Document extract:
^^^^^^^^^^^^^^^^
Capturing duplicates

raji33 · Post by **raji33** » Wed May 04, 2011 6:30 pm

Hi All

I have scenario where i need to capture the duplicate records to a file.
Ex;
column1 column2
1 james
2 james

also
ex:

column1 column2
1 mary
1 charle

if have both scenario i need to reject both the records in both scenarios how i can implement this logic through datastage.

Nripendra Chand · Post by **Nripendra Chand** » Wed May 04, 2011 7:21 pm

sort on key columns on which you want to find duplicates using a sort stage and set create key change column as 'yes'. Then use a filter or transformer stage by using following condition:
1. key change column =1, put this constraint in master output link (unique records)
2. key change column =0, put this constraint to collect duplicates.

Tejas Pujari · Post by **Tejas Pujari** » Thu May 05, 2011 1:04 am

Hi,

Single Sort stage will not do here. because two key columns in a sort stage means value for both the columns will be considered at a time.
so all will have change code as 1 until a record with both key columns repeats.

zulfi123786 · Post by **zulfi123786** » Thu May 05, 2011 1:34 am

Nripendra Chand wrote:sort on key columns on which you want to find duplicates using a sort stage and set create key change column as 'yes'. Then use a filter or transformer stage by using following condition:
1. key change column =1, put this constraint in master output link (unique records)
2. key change column =0, put this constraint to collect duplicates.

I guess the poster need both records to be rejected hence placing key change column =1 in the constraints wont work.....

you need to do a fork join using keys with key change column =0 to achieve the objective

jwiles · Post by **jwiles** » Thu May 05, 2011 9:48 am

So, in reality you are needing to identify and remove all duplicates on column 1, as well as identify and remove all duplicates on column 2.

Which 8.x version of IS are you using? The approach can be different with 8.5 than with 8.0 and 8.1.

Approach this one column at a time.

For 8.0/8.1: Partition/Sort on the first column and generate a keyChange column. Use a transformer to capture the values which have duplicate entries and output those values to a separate stream with a flag value, then join back to the main stream to flag and then delete all rows with those values.
Repeat this process for the second column.

For 8.5: The same can be accomplished with a sort followed by a transformer using the new looping and key-change recognition features. The first loop iteration can simply count rows for the key and set a flag based on the result, then the second iteration can keep or drop the records as needed.

Regards,
^^^^^^^^^^^^^^^^
Given information:
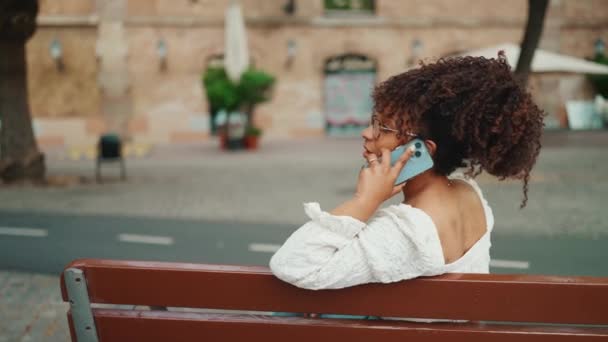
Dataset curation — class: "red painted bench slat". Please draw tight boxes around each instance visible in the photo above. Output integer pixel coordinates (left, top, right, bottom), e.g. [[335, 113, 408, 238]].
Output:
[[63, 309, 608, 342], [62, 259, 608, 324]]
^^^^^^^^^^^^^^^^
Task goal:
Extract everything from "I guess the" down to "column at a time." from the DataStage duplicates thread, copied exactly.

Result of this task:
I guess the poster need both records to be rejected hence placing key change column =1 in the constraints wont work.....

you need to do a fork join using keys with key change column =0 to achieve the objective

jwiles · Post by **jwiles** » Thu May 05, 2011 9:48 am

So, in reality you are needing to identify and remove all duplicates on column 1, as well as identify and remove all duplicates on column 2.

Which 8.x version of IS are you using? The approach can be different with 8.5 than with 8.0 and 8.1.

Approach this one column at a time.